### Consignes de l'exercice
1. Dans l'extrait sur la méditation, relevez tout ce sur quoi l'on peut porter son attention pour passer du mode attentionnel focalisé au mode diffus.
2. Écrivez la suite de l'extrait sur la méditation et la cohérence cardiaque à partir de sa dernière phrase.

Les animaux aussi connaissent bien ces deux modes de fonctionnement, mais ils ont gardé la sagesse de n’utiliser le mode focalisé qu’une petite partie du temps, en cas de nécessité lors de la chasse et de la défense. Ils passent le reste de leur temps au repos dans une forme de détente régénératrice.
Le moment présent
Quitter le mode attentionnel focalisé pour le mode diffus peut se faire par exemple en portant son attention sur le corps, sur l’espace autour de soi ou sur les sons entendus. Il s’agit de porter l’attention sur les sensations telles qu’elles se présentent, sans chercher à les modifier ou à y réagir. Porter une attention sans jugement sur les sensations estompe les pensées et nous recentre dans le moment présent. C’est le début de la mise en place d’une attitude méditative au quotidien. Lors de ces moments de méditation informelle, et grâce à l’attitude d’acceptation bienveillante et d’abandon au monde extérieur qui l’accompagne, le mode attentionnel diffus peut s’installer et interrompre la réaction de stress.
A côté des moments informels de méditation, la méditation se pratique également dans un cadre plus formel, habituellement en position assise. Le mécanisme est ici un peu différent dans la mesure où le mode attentionnel focalisé constitue un outil pour atteindre le mode diffus. En effet, la méditation de pleine conscience utilise les sensations corporelles comme moyen d’ancrage dans le moment présent. Il s’agit de se concentrer sur certaines sensations corporelles liées à la respiration telles que la sensation de l’air qui entre et sort à travers les narines, afin d’atteindre, entre deux flots de pensées incontrôlées, un état d’absorption (samâdhi en sanscrit), forme de tranquillité attentive qui ouvre les portes de l’éveil...
La méditation nous invite à redécouvrir le mode d’être le plus simple qui soit, celui qui consiste à être présent, en connexion avec son corps, tout en permettant aux pensées et tracas de perdre leur intensité pour laisser place au calme, voire au détachement.
La cohérence cardiaque
Autre outil de gestion du stress, la cohérence cardiaque fait appel à un appareillage de biofeedback. Le matériel consiste en un logiciel ou un appareil portable, tous deux très simples d’utilisation, permettant d’harmoniser le rythme cardiaque grâce à un capteur placé sur le lobe de l’oreille et un feedback, sonore ou visuel, indicateur du niveau de cohérence.

### Informations affichées
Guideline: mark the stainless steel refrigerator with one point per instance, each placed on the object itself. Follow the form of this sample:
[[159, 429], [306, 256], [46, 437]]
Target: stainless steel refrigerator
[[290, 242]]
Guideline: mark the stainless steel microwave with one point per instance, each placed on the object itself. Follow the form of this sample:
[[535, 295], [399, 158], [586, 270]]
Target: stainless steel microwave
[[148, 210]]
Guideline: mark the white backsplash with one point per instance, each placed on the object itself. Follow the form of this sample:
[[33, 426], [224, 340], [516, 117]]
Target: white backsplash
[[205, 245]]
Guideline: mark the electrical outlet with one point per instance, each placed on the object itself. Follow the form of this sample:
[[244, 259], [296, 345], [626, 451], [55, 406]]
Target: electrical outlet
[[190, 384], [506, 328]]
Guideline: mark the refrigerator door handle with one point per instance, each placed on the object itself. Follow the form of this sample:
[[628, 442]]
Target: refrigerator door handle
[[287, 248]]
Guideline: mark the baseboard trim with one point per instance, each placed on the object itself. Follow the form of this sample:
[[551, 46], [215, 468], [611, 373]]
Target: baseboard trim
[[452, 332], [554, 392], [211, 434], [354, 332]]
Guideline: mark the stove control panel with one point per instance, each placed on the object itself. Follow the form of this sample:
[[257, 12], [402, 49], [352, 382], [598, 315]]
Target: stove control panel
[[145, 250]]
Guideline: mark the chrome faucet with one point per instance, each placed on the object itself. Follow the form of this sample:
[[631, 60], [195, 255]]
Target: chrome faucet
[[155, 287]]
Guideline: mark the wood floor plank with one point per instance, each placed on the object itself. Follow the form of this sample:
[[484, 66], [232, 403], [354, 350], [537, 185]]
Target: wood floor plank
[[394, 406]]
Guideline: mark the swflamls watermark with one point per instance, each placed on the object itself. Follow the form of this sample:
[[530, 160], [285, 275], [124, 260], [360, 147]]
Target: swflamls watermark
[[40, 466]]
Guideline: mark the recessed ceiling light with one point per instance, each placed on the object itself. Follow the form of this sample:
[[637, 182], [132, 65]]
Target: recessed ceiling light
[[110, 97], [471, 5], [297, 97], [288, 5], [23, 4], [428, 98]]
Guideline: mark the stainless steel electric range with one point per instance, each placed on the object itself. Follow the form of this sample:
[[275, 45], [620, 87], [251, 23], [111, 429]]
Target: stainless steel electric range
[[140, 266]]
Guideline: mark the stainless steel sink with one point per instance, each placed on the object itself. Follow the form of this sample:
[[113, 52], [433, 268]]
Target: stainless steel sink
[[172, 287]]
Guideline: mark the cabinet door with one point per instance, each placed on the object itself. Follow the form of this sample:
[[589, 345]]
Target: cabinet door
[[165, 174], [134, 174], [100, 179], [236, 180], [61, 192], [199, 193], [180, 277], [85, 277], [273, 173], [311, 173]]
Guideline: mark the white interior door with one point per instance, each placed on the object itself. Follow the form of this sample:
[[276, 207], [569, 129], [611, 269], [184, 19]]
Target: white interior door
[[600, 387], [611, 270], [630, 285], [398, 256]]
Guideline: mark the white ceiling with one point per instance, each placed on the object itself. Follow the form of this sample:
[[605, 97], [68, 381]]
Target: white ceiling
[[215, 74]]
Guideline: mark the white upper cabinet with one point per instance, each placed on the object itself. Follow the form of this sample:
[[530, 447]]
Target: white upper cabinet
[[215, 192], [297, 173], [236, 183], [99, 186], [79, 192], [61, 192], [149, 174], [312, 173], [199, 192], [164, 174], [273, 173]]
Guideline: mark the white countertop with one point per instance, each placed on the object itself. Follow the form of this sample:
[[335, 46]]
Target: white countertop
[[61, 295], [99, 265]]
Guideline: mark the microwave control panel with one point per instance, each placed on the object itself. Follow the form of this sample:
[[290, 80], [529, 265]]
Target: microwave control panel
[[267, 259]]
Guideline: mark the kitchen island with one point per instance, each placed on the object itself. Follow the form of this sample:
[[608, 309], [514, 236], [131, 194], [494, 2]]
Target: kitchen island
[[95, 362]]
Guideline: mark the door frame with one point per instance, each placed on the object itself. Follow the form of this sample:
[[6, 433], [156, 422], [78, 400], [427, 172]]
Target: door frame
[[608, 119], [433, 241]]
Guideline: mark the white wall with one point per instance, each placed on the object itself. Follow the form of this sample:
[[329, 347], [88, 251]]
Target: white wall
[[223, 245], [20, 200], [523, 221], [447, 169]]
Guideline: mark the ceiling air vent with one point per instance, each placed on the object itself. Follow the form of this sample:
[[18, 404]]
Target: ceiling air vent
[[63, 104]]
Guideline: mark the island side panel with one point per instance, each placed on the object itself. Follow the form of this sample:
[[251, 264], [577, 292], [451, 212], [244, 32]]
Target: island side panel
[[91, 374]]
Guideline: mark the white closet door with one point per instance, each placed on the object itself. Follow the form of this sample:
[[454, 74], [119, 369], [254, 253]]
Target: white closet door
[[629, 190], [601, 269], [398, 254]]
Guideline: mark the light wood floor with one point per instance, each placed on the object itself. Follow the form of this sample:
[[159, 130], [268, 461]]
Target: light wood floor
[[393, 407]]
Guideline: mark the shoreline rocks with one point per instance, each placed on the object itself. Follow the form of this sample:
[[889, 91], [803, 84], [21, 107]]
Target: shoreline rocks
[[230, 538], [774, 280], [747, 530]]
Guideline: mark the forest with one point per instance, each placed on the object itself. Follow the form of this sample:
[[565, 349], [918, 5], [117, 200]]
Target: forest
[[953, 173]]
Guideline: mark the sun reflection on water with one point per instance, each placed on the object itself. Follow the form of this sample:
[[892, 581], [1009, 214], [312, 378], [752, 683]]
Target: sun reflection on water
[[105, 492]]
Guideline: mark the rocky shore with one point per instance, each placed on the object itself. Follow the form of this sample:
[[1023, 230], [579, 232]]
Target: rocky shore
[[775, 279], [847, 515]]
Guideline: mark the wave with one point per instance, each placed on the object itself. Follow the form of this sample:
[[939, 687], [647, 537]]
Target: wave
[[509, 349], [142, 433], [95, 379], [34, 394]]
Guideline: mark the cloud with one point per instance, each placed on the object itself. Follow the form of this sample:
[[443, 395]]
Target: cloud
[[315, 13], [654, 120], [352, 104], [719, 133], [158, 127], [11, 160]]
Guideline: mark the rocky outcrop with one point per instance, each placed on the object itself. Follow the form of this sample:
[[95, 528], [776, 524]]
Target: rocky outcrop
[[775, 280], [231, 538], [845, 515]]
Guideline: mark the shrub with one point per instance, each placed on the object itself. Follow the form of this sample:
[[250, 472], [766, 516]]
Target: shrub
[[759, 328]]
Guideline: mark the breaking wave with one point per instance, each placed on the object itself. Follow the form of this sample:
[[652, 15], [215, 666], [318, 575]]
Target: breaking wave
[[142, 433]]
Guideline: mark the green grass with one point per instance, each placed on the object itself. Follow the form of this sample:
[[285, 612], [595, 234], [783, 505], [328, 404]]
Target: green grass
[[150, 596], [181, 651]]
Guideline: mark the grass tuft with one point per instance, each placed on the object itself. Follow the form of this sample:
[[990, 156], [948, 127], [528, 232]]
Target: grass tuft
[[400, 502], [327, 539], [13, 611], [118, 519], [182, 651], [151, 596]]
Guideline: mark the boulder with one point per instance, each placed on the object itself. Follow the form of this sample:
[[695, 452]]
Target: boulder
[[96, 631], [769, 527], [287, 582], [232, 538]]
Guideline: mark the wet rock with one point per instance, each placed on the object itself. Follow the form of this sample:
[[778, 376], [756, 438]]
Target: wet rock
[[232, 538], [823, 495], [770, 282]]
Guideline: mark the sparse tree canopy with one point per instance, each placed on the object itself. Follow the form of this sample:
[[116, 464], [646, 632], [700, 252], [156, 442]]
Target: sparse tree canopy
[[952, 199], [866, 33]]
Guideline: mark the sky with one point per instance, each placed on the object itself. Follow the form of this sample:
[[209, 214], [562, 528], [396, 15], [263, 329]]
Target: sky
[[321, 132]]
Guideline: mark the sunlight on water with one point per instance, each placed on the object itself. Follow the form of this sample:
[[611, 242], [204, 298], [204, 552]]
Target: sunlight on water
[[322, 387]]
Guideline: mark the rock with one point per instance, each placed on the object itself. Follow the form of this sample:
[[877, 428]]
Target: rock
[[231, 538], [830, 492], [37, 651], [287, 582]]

### Réponses dans l'ordre
1. le corps ; l'espace autour de soi ; les sons entendus

2.
Le rythme cardiaque n’est jamais constant. Même au repos, le cœur ne bat jamais comme un métronome. Son rythme subit des oscillations qui peuvent être plus ou moins harmonieuses. Sous l’influence du stress ou d’émotions fortes, les fluctuations du rythme se font de manière chaotique.
Au contraire, lorsque la personne se détend et respire calmement, à environ six respirations par minute, les fluctuations du rythme s’harmonisent et prennent la forme d’une sinusoïdale, phénomène normal dénommé arythmie sinusale respiratoire. On observe alors une synchronisation de différents rythmes corporels (respiration, cœur, tension artérielle, ondes cérébrales), suivie d’une cascade d’événements hormonaux, neuronaux et biochimiques favorables pour l’organisme tels que l’amélioration de la réponse immunitaire, la baisse du cortisol (une hormone du stress) et la libération de DHEA (hormone antivieillissement). Ces réactions psychophysiologiques vont favoriser la capacité de concentration, la gestion des émotions et le bien-être en général et agissent comme une excellente prévention cardio-vasculaire.
Par ailleurs, l’amplitude de la variation du rythme cardiaque est un reflet de la santé cardiovasculaire. Une amplitude importante permet une meilleure tolérance au stress. Par conséquent, améliorer la variabilité cardiaque a un impact notable sur la santé. Des effets bénéfiques ont été démontré sur de nombreuses maladies, parmi lesquelles l’hypertension, l’hypotension, l’asthme, la maladie coronarienne, la fibromyalgie, l’anxiété et la dépression.